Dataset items

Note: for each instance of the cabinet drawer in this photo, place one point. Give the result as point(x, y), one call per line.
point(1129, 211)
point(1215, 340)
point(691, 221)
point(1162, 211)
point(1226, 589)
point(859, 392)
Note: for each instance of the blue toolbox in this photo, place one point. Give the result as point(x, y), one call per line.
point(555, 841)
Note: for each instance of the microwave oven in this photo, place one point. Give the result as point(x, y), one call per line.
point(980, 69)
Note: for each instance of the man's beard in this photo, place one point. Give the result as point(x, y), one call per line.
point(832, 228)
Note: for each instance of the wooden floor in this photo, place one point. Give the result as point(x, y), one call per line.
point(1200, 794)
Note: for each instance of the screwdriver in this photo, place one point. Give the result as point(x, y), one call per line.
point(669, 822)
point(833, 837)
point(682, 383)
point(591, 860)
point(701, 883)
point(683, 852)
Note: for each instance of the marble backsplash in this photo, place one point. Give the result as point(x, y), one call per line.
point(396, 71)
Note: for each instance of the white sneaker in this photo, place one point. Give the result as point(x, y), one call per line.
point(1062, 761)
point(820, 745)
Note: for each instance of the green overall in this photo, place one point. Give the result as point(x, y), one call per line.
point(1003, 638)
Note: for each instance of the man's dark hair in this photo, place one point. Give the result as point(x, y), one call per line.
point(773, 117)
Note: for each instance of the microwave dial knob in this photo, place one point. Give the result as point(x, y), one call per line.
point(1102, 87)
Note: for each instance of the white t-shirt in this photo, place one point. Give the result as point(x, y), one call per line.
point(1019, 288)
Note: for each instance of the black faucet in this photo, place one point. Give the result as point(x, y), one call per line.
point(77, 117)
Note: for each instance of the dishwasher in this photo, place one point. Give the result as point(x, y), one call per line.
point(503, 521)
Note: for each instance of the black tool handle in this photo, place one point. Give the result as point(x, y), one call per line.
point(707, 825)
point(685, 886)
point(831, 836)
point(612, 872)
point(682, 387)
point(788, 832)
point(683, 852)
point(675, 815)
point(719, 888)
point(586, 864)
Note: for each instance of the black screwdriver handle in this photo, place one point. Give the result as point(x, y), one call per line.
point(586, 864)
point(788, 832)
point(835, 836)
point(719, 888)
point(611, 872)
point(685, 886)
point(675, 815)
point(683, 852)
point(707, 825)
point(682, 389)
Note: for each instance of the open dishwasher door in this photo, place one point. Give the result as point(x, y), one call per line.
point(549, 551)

_Exercise description:_ Retype all the data. Nothing may be left out or altered.

_Written response:_
Note: for each instance of the cabinet drawer in this photo, place one point. Give the result as point(x, y), one call per line.
point(1129, 211)
point(1215, 340)
point(691, 221)
point(1162, 211)
point(1226, 589)
point(859, 392)
Note: for each instance of the blue toolbox in this photo, place one point. Give the result as point(x, y), one call per line.
point(555, 841)
Note: for each instance of the microwave oven in this photo, place one point. Give the result as point(x, y), one call per line.
point(980, 69)
Note: for each instance of the man's beard in this photo, place one point. Give the result as point(x, y), one call per line.
point(832, 228)
Note: for each instance of the wooden floor in this photo, place one point. Give the result as point(x, y), one call per line.
point(1200, 794)
Note: for each instance of the screwdriver in this photo, place one point. Give the result as point(x, y), one call per line.
point(669, 822)
point(833, 837)
point(682, 383)
point(591, 860)
point(701, 883)
point(683, 852)
Note: for each instance of the marble backsplash in this photo, place one point. Give the result as point(x, y), one call per line.
point(396, 71)
Note: for each instance of the white sneaker in this photo, place one point. Give the result as point(x, y), one call per line.
point(1062, 761)
point(820, 745)
Note: for each instance of the green overall in this photo, place one point. Give the result as point(x, y), one call per line.
point(1003, 638)
Note: for each instance of the man's dark hair in this photo, place one point. Give the result as point(x, y), one call per line.
point(773, 117)
Note: for each instance of the microwave dial knob in this photo, place one point. Give the result as point(x, y), one call per line.
point(1102, 87)
Note: for each instance of the white t-shirt in this photo, place one point. Give the result as point(x, y), one call per line.
point(1019, 288)
Note: for each instance of the black faucet in this photo, place one point. Give the result as point(x, y), one call per line.
point(77, 117)
Note: for each instance of the dishwasher in this photo, place one point. Give the result as point(x, y), one call per line.
point(503, 521)
Note: for each instance of the black tool handle in this photo, place one point. Give the result as point(x, y), one call per line.
point(707, 825)
point(685, 886)
point(831, 836)
point(612, 872)
point(682, 387)
point(788, 832)
point(683, 852)
point(675, 815)
point(719, 888)
point(586, 864)
Note: for each instance of the black screwdriver handle in this photo, place one point. Give the result as point(x, y), one call per line.
point(586, 864)
point(788, 832)
point(835, 836)
point(719, 888)
point(611, 872)
point(685, 886)
point(675, 815)
point(683, 852)
point(707, 825)
point(682, 389)
Note: for each instance of the open dishwasher door in this photo, place one point. Give the result as point(x, y), one call per line.
point(549, 551)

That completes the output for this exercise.